_Task directions_
In the passage below on the rich man and Lazarus, quote every sentence that contains the word "chasm" or the word "abyss."

Both of them ended up like all of us will one day end up: they died.  The rich man died, and Lazarus died.  The gospel says that Lazarus was taken to heaven, with Abraham, to the bosom of Abraham; of the rich man, the gospel only says that he was buried.  There are two things that we can draw from this:  the fact that the rich man knew that there was this poor man at his door, and he also knew his name - Lazarus ... but that wasn't important.  For him, it seemed to be a natural thing.  Even as the rich man went about his business, which in the end were aimed against the wants and the needs of the poor.  He knew.  It was clear.  He was informed about that reality.

The second thing that touches me is the word great chasm, which Abraham explains to the rich man (cf Lk 16:26).  Between us, there is a great chasm, and we cannot cross it.  We cannot go from one side to the other.  This was the same abyss that, during their earthly lives, had existed between the rich man and Lazarus.  The abyss did not begin there, the abyss began here.  I thought about what this man's challenge might be: the challenge of being very very informed, but with a closed heart.  Information that was in the mind of that rich man could never reach his heart.  He did not know how to be moved, he could not be moved by the challenges that Lazarus faced.

_Information given_
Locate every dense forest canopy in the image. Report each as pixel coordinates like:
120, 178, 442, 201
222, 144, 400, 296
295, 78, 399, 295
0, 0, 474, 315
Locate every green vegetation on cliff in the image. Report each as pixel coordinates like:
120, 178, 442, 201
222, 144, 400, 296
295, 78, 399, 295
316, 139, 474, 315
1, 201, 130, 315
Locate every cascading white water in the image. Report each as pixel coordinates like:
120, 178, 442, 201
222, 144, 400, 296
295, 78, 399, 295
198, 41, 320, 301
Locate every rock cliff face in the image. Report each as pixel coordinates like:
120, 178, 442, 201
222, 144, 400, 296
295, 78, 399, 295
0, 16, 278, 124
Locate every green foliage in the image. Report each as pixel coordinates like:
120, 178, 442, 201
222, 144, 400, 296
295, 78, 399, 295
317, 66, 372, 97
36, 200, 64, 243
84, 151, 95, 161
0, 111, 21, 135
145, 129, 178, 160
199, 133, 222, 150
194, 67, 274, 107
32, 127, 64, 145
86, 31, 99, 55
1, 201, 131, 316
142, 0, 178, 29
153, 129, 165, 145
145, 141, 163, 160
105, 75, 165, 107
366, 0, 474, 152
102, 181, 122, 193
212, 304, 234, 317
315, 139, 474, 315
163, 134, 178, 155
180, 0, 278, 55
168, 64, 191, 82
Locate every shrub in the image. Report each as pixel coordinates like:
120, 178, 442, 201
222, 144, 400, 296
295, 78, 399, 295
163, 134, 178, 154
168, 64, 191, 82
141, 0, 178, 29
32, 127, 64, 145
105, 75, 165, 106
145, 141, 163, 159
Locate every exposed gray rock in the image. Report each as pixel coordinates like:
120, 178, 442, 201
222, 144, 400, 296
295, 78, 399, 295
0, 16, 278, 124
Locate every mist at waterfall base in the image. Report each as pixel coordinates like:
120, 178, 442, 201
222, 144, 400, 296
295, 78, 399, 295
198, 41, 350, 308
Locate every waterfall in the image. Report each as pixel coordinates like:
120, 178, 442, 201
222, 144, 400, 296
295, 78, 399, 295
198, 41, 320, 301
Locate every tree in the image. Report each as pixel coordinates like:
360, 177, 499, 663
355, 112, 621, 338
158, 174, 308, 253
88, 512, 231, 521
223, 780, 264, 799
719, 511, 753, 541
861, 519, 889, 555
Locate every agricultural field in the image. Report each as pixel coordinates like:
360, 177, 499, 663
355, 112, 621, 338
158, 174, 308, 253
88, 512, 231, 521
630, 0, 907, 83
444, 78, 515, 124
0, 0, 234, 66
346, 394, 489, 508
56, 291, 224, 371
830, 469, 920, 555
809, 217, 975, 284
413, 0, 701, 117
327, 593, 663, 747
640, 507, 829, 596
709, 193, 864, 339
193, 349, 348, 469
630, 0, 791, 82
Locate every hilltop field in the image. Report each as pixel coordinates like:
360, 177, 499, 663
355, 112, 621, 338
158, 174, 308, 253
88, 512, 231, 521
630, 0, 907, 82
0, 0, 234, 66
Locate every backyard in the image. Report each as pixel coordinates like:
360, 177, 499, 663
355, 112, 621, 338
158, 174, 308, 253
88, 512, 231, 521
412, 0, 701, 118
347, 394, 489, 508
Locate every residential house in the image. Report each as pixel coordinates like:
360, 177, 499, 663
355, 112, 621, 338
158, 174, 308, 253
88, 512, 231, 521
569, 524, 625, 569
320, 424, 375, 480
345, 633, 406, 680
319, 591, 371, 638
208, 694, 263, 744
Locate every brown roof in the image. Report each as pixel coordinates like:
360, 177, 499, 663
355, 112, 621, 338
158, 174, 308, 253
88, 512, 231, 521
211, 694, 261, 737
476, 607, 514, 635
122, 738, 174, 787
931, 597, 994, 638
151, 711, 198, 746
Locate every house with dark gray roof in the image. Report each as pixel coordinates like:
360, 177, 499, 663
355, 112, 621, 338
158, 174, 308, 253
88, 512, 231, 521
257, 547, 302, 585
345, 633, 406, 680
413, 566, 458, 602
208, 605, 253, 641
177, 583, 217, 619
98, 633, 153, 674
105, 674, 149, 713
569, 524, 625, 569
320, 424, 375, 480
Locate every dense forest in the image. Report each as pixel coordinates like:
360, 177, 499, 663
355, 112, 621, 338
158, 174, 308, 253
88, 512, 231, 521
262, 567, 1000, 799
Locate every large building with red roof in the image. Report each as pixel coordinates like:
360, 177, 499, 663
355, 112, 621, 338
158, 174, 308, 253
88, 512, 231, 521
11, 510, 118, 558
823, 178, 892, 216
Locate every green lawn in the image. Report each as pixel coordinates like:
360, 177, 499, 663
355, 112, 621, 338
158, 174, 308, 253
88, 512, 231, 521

_Response area_
1. "The second thing that touches me is the word great chasm, which Abraham explains to the rich man (cf Lk 16:26)."
2. "Between us, there is a great chasm, and we cannot cross it."
3. "This was the same abyss that, during their earthly lives, had existed between the rich man and Lazarus."
4. "The abyss did not begin there, the abyss began here."